_Challenge:_ Extract each line of the records below that contains the string "palm", matching its case exactly.

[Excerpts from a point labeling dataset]

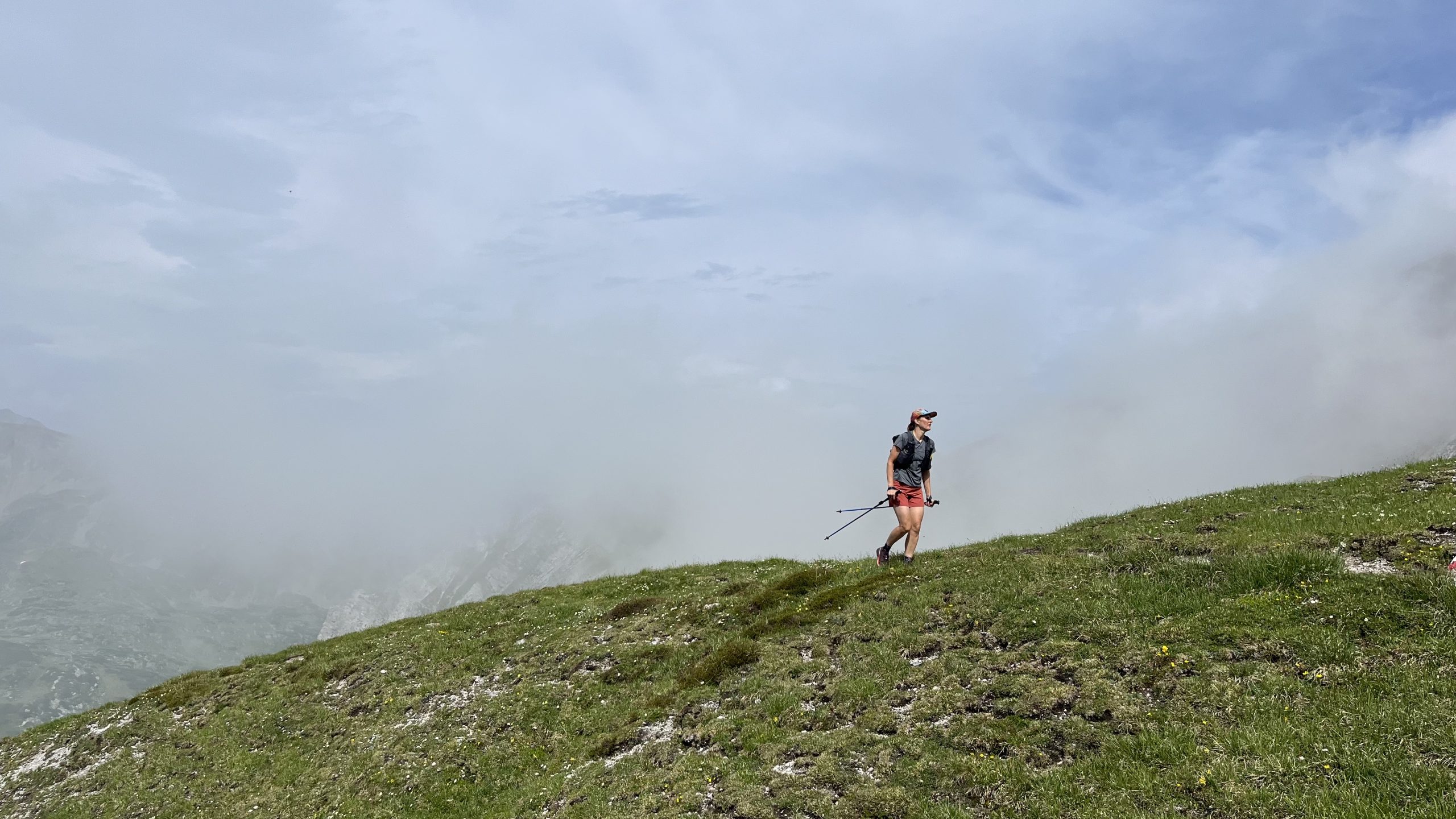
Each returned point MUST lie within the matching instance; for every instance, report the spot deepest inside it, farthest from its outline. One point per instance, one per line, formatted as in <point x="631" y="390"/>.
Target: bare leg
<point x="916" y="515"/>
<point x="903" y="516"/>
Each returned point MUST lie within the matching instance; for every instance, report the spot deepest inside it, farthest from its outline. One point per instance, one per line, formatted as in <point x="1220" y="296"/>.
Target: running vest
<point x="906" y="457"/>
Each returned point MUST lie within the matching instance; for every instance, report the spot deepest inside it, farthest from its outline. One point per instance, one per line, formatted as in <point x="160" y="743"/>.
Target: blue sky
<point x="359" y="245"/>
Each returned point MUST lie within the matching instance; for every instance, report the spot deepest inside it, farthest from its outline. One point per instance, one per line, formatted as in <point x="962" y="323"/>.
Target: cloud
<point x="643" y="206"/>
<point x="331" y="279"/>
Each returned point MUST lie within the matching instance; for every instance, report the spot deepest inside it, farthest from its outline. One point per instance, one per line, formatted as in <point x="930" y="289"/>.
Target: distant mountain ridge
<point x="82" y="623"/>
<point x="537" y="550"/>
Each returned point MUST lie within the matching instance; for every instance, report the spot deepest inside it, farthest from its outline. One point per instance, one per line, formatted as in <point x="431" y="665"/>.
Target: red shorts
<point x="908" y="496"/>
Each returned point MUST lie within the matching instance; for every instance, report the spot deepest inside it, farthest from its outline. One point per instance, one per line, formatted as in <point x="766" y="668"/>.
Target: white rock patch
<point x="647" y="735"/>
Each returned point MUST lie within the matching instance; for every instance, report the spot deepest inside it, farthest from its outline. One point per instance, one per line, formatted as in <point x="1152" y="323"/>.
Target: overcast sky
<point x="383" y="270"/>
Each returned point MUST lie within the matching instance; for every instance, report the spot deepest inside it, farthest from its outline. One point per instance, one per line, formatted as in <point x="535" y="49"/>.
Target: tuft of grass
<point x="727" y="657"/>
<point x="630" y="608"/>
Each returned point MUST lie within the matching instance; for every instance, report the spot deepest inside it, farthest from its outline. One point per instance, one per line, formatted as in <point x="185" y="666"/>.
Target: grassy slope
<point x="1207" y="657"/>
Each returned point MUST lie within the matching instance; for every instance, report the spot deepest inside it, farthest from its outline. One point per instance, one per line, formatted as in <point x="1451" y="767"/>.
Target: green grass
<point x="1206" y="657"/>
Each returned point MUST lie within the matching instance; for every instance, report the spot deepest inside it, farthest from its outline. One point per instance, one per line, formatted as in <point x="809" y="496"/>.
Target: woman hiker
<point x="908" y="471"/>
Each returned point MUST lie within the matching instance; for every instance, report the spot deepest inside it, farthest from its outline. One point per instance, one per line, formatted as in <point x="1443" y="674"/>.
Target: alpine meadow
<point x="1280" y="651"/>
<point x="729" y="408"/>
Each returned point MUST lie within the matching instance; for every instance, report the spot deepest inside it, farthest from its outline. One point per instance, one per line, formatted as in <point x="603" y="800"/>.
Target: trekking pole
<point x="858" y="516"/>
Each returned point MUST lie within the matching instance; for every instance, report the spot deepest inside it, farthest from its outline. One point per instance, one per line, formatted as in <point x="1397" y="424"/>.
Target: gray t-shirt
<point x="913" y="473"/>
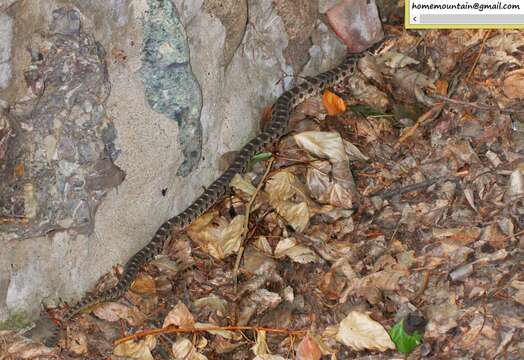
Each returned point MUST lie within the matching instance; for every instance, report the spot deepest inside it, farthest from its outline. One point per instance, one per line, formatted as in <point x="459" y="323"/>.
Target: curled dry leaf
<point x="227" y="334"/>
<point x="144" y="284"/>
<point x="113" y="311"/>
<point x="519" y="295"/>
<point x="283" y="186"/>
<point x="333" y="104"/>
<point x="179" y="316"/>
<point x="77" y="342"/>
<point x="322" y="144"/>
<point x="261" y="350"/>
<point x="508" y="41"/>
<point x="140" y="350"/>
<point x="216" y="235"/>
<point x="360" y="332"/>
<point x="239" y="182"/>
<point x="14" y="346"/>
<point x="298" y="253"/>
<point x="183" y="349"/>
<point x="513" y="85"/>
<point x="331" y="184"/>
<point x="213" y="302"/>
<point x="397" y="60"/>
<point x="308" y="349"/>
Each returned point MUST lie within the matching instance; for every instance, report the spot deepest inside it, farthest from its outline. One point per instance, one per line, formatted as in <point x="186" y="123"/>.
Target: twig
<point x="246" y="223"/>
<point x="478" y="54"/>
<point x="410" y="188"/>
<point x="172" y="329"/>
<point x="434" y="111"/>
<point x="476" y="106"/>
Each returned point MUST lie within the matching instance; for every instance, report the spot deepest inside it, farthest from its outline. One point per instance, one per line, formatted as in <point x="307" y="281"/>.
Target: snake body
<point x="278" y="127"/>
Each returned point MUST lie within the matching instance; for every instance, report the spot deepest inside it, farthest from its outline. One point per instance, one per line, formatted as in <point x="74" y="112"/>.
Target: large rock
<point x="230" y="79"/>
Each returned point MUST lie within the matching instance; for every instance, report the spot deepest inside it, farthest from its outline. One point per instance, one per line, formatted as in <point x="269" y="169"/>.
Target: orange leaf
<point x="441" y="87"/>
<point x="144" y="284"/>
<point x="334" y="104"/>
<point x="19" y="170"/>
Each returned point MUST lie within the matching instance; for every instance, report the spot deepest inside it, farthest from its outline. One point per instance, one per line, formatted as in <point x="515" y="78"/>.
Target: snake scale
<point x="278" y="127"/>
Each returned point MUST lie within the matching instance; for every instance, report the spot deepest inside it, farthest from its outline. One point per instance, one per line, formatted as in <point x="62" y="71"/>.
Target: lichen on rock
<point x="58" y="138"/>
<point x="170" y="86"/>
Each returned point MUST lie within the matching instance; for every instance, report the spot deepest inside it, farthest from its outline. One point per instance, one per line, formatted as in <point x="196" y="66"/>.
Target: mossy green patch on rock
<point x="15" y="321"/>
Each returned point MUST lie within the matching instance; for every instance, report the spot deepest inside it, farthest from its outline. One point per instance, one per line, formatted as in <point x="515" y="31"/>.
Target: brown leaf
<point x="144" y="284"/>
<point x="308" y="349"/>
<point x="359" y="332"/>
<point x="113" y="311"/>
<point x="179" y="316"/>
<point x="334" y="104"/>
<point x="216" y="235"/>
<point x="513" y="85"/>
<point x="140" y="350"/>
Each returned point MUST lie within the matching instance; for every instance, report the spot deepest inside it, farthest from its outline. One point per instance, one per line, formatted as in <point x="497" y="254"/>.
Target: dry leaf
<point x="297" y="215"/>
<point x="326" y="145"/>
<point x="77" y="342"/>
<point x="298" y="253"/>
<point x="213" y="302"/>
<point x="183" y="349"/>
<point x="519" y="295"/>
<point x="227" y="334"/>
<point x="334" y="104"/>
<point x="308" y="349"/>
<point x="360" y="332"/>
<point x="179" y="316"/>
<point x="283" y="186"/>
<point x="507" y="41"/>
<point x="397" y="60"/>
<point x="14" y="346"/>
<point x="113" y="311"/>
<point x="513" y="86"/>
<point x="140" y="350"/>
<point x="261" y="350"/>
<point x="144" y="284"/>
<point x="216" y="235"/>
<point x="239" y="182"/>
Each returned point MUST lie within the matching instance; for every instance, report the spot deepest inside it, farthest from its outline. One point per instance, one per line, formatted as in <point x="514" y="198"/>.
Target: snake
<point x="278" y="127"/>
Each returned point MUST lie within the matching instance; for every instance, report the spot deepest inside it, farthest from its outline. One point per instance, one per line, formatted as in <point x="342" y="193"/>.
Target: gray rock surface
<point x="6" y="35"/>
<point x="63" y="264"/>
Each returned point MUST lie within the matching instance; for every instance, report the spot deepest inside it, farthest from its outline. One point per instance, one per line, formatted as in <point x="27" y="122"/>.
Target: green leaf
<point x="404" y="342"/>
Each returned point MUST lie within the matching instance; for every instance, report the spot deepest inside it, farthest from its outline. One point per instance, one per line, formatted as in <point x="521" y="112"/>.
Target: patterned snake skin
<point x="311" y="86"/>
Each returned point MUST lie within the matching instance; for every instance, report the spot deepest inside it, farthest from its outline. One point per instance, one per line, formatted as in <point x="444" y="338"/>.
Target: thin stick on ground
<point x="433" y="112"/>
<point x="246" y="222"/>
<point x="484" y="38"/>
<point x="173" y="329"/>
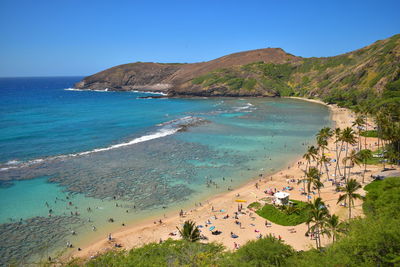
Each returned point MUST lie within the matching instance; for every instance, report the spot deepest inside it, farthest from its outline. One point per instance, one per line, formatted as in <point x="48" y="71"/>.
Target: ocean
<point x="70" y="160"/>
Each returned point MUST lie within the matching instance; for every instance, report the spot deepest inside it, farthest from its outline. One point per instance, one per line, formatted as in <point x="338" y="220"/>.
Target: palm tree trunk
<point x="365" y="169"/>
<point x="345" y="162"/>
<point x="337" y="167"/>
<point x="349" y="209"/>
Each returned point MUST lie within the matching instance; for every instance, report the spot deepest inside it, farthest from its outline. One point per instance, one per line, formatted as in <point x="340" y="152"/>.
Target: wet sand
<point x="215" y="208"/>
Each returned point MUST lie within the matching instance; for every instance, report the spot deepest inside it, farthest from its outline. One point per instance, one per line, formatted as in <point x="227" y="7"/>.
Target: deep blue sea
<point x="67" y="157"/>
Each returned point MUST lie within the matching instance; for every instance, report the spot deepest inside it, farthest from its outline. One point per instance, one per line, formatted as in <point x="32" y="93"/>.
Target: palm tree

_Result of this task:_
Target: palm tree trunk
Target: palm tree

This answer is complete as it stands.